### [Written request]
Reproduce each of the entries below word for word, without altering any character.

++++++++++

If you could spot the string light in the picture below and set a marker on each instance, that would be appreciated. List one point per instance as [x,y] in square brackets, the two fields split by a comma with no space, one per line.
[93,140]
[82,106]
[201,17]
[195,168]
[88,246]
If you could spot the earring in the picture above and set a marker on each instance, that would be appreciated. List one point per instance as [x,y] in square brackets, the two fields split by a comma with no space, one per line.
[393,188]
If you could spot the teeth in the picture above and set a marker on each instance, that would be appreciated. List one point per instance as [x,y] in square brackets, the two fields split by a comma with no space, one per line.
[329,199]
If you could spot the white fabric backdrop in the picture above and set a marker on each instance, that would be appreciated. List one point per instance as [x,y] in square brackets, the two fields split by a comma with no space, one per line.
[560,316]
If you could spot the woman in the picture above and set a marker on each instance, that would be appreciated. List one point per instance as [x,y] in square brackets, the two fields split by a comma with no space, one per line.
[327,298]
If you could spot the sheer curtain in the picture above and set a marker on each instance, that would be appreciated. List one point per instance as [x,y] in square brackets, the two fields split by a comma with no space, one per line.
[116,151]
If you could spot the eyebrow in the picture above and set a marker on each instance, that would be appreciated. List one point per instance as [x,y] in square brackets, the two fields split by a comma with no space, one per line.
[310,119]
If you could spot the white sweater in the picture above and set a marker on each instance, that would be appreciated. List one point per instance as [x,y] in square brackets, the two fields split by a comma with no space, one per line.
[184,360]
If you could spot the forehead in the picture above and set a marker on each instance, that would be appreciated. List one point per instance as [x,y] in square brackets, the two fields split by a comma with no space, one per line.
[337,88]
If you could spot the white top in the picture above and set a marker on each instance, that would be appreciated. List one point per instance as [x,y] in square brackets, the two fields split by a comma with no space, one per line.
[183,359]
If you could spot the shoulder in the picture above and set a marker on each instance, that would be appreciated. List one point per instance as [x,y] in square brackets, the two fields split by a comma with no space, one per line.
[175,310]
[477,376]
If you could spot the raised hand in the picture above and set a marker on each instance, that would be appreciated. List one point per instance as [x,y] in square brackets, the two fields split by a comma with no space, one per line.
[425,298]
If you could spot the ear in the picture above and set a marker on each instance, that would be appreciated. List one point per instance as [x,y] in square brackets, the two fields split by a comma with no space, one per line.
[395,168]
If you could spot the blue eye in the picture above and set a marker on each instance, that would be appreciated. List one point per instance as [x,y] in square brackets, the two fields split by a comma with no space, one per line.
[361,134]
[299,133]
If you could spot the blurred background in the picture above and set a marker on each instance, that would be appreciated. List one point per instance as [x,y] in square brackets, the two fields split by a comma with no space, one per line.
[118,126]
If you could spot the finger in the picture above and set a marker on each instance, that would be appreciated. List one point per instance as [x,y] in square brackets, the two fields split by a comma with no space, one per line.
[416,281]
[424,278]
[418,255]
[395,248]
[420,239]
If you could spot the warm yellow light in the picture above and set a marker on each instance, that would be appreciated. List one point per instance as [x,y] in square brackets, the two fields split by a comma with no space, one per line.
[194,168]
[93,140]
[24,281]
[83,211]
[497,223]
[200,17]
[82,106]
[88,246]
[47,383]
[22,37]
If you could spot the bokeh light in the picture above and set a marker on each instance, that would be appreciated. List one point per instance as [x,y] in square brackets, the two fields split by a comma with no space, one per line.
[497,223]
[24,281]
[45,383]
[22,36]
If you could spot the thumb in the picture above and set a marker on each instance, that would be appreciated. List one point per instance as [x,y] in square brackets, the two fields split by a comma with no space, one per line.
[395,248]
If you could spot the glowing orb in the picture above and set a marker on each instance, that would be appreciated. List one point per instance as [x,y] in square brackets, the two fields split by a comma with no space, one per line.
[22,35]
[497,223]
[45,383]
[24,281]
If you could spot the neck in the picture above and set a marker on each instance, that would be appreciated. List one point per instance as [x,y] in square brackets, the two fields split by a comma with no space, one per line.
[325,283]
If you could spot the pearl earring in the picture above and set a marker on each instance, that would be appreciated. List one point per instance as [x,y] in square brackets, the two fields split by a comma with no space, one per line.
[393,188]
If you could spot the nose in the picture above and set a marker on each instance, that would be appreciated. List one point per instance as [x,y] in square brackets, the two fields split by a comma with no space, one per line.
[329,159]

++++++++++

### [Result for this exercise]
If you could spot the string light in the picture below and set a marker on each instance, that would be appreciated. List one point per instance as [x,y] in square brackets, the two fields split by a comma with no space, one per line.
[93,140]
[82,106]
[201,17]
[195,168]
[88,246]
If you could spot the earring in the picture above and set a marker on each instance, that would be appreciated. List one point per instance as [x,y] in square brackets, the two fields split by a comma with no space, one per line.
[393,188]
If you could spot the teeth in the picture above and set a marker on each instance, that would be appreciated. List one point per instance as [x,y] in square brackets, the two fields split by a comma with no space, one per line.
[329,199]
If you could spot the white fabric backdrop in the picture above and set a marker on each instance, that would be appreciated. List one point per instance as [x,y] in square brackets, the two fields split by a comma with no space, one per line.
[560,316]
If you could spot the woman in the picture above and set a marker on each instance, that would be appreciated. List one point per instance as [x,y] in square brackets, the two fields split by a comma with no space, one per line.
[327,298]
If you could spot the sheer curtain in the picture above and set a marker on each instance, that would be appreciated. List one point per instance as [x,y] in square brackets, the two fields split by a comma with no space, one per line.
[116,151]
If you could spot the eyebrow in the picture above and set a marker on each instance, that would be appreciated. List one point per instance as [x,y] in square brackets, the two fields split by a comma with no space, one per line.
[310,119]
If you could spot the white sweater in the picture above and set a marker on each instance, that would be appreciated. List one point per instance as [x,y] in square brackets, the two fields split by a comma with no space, one per line.
[184,360]
If you could spot the forehead in the picture above and set a marker on each instance, that would be appreciated. List one point per instance as [x,y] in square brackets, the two fields split by a comma with no space, one per line.
[337,88]
If you could spot the white top in the picture above and set a marker on each instance, that would be appreciated. List one point per instance as [x,y] in square brackets, the two fields split by a comma with no space, one per line.
[183,359]
If you could spot the shoulder in the picture above and set a marker on each instance, that would be appreciated. List one point per instance as [x,y] in square brackets, the two fields split by a comma with no space, one per line.
[175,310]
[477,376]
If you could spot the raised hand in the picture above and set a marker on each instance, that would be appreciated. List one point per instance as [x,y] in square brackets, the two fields split by a comma with no space, one per line.
[425,298]
If you could spot the ear in the picture above and set a marker on each instance, that would be appreciated. List one point per instance as [x,y] in square brackets, the two fields split by a comma with no space, one per line.
[395,168]
If you could spot the blue eye in the picture above and set a marker on each instance, that would be appreciated. List one point per instance as [x,y] in square brackets, the two fields split by a comma with no space, one per line.
[361,134]
[299,133]
If you could spot the blurred background in the picture above and set a marker on each instance, that would be appreciated. List one point per instance as [x,y] in square brackets, the two fields split by a comma with no space, one per line.
[118,126]
If you could spot the finger in the picture above and set a marker on each instance, that would be appreciated. List one point per instance as [x,y] in square brackets, the two fields split by a comma with no space, one per line.
[416,281]
[424,278]
[418,255]
[395,248]
[420,239]
If you could spot the warm yellow light in the picture above and set a marker on each instance, that would be appreciated. List one point per instance as [x,y] in square brackets, the two fields split by a comma with no space, one per line.
[194,168]
[93,140]
[24,281]
[83,211]
[497,223]
[200,17]
[82,106]
[88,246]
[47,383]
[22,37]
If you could spot the bokeh light in the picture above and set a marker on each instance, that would be appreciated. List one point per instance as [x,y] in square brackets, the two fields split by a comma with no space, one per line.
[497,223]
[24,281]
[45,383]
[22,36]
If you could spot the thumb in the picture above and set a marker on each instance, that would be appreciated. List one point per instance as [x,y] in square brackets, the two fields split by a comma with no space, one per line.
[395,248]
If you could spot the glowing orb in the picture above and set a marker on each instance, that would be appreciated. List one point per instance as [x,y] in square brackets, the two fields split by a comma with no space, one per line.
[22,35]
[497,223]
[45,383]
[24,281]
If you could spot the neck in the picture above and set a marker on each instance, that would be appreciated. List one point per instance as [x,y] in square brackets, the two fields split by a comma with no space, one per line.
[325,283]
If you could spot the pearl earring in the picture above and set a marker on each instance, that would be appreciated. List one point per instance as [x,y] in square brackets, the two fields split by a comma with no space, one per line.
[393,188]
If you could spot the nose in the picture above and set a marker on each instance, that would be appreciated. List one point per instance as [x,y] in square brackets, the two fields split by a comma with no space, one per line.
[329,159]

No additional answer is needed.